Would you please transcribe exactly the lines from the one containing "Target: man's face" through the end of the material below, and only those?

BEGIN

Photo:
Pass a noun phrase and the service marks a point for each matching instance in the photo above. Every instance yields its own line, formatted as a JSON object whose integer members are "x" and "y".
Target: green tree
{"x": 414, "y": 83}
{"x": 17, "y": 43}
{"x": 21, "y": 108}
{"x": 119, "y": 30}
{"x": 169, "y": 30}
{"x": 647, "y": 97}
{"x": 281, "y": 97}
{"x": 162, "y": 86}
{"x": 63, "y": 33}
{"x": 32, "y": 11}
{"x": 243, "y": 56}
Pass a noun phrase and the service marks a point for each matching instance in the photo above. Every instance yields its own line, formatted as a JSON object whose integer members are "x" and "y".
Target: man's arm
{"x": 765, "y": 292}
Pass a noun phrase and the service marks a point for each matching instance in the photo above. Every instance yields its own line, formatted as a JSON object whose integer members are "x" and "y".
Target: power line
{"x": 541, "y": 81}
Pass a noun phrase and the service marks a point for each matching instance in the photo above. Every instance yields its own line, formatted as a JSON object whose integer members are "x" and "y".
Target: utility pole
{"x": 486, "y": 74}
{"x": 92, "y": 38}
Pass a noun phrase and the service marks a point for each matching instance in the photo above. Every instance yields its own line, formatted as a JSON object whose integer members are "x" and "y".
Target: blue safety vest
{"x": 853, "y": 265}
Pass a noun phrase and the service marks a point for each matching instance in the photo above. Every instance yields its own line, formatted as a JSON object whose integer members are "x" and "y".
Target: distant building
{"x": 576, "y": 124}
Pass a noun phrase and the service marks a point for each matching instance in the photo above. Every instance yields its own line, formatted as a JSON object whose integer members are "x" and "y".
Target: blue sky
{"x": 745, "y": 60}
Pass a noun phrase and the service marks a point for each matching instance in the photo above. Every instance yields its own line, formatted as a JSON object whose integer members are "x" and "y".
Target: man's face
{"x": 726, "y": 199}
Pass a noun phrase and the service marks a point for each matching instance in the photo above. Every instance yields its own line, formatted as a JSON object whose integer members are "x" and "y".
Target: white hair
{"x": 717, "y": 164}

END

- [Solution to the exercise]
Target: man's face
{"x": 726, "y": 199}
Pass a noun phrase and the service marks a point for each matching instance in the photo above. Every instance yields its own line, formatted as a JSON object whose integer members are "x" and "y".
Target: white hair
{"x": 717, "y": 164}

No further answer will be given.